[Stored data]

※

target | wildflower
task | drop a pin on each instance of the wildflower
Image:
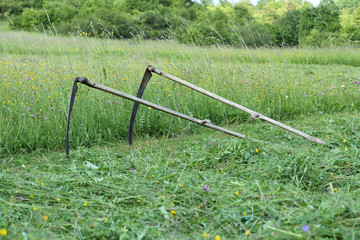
(3, 232)
(305, 228)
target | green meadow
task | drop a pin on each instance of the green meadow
(179, 180)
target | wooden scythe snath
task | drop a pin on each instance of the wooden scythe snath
(137, 100)
(253, 114)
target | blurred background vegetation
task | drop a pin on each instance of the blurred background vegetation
(269, 23)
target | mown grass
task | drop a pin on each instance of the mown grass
(183, 187)
(38, 70)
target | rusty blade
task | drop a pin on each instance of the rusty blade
(71, 104)
(145, 80)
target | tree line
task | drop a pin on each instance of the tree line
(269, 23)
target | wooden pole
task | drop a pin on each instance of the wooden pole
(205, 123)
(235, 105)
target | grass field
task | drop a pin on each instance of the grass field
(179, 180)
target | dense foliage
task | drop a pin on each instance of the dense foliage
(270, 22)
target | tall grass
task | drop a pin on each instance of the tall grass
(37, 72)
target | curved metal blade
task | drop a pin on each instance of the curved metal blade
(144, 82)
(71, 104)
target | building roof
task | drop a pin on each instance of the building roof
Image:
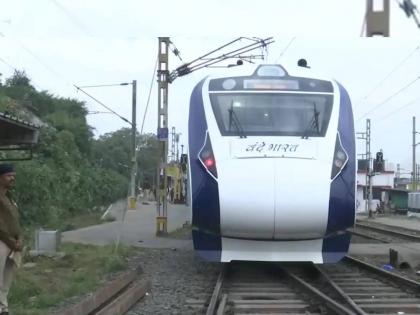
(17, 132)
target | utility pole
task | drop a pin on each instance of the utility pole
(173, 135)
(163, 73)
(133, 147)
(413, 176)
(369, 173)
(415, 173)
(377, 18)
(177, 146)
(164, 78)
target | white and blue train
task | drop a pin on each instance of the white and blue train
(272, 166)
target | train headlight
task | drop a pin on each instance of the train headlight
(206, 157)
(340, 158)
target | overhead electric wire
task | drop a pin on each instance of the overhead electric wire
(390, 73)
(389, 98)
(363, 24)
(285, 49)
(70, 16)
(99, 102)
(204, 62)
(148, 98)
(398, 109)
(7, 64)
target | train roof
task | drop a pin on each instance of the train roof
(290, 70)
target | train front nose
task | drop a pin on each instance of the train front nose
(302, 199)
(247, 199)
(275, 200)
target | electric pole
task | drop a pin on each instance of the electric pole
(415, 173)
(165, 77)
(133, 147)
(162, 181)
(377, 18)
(173, 135)
(368, 187)
(369, 173)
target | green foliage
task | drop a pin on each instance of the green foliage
(51, 281)
(71, 173)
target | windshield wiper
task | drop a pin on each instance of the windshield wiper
(313, 124)
(233, 120)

※

Goal of the exercise: Reproduce the records in full and leave the images behind.

Completed exercise:
target | wildflower
task | drop a pin on each instance of the wildflower
Image:
(3, 232)
(305, 228)
target | green meadow
task | drop a pin on each instance of the green meadow
(179, 180)
target | wooden scythe snath
task | drop a pin on each instance of the wooden scythe snath
(137, 100)
(253, 114)
target | blurred background vegetation
task | drop a pin on each instance of the blurred background vegetation
(269, 23)
target | mown grass
task | drop a pin on each instance of the mown grass
(183, 187)
(38, 70)
target | rusty blade
task | drop a pin on each instance of the rusty blade
(71, 104)
(145, 80)
target | tree line
task | drop a pin on each instance of the tree line
(269, 23)
target | wooden pole
task | drop a pin on each instance of the wooden pole
(205, 123)
(235, 105)
target | grass field
task | drop a pin on each instance of the grass field
(179, 180)
target | dense foliage
task | drop a pin on each instance of the dense foliage
(270, 22)
target | tall grass
task | drop a pin on each instance of the tall grass
(37, 72)
target | curved metal blade
task | drop a pin on each instance of the curved metal blade
(144, 82)
(71, 104)
target | building roof
task | drop a pin on each instance of the building roof
Image:
(17, 132)
target | utility pole
task | drop a pin on each instance of the utility pole
(173, 135)
(163, 73)
(133, 147)
(413, 176)
(369, 173)
(415, 173)
(377, 18)
(177, 146)
(164, 78)
target | white and blue train
task | drop a pin on each instance of the white and blue train
(272, 166)
target | train headlight
task | drop a pin on each instance of the train headlight
(206, 157)
(340, 158)
target | overhead electric wire
task | drop a pin on each instance of the overhead electric wire
(390, 73)
(389, 98)
(363, 24)
(285, 49)
(70, 16)
(99, 102)
(204, 62)
(148, 98)
(398, 109)
(7, 64)
target | train roof
task | drop a pin on each instance of the train roof
(290, 70)
target | train front nose
task | drop a pin on each instance of the train front nose
(302, 199)
(247, 199)
(275, 200)
target | electric pole
task | drop a pin on each instance of the electric pole
(415, 173)
(165, 77)
(133, 147)
(162, 181)
(377, 18)
(173, 135)
(368, 187)
(369, 173)
target | green foliage
task | drop a pin on each instance of the green foliage
(51, 281)
(71, 173)
target | windshield wiper
task | drop a pin on each instance of the windshield wiper
(313, 124)
(233, 120)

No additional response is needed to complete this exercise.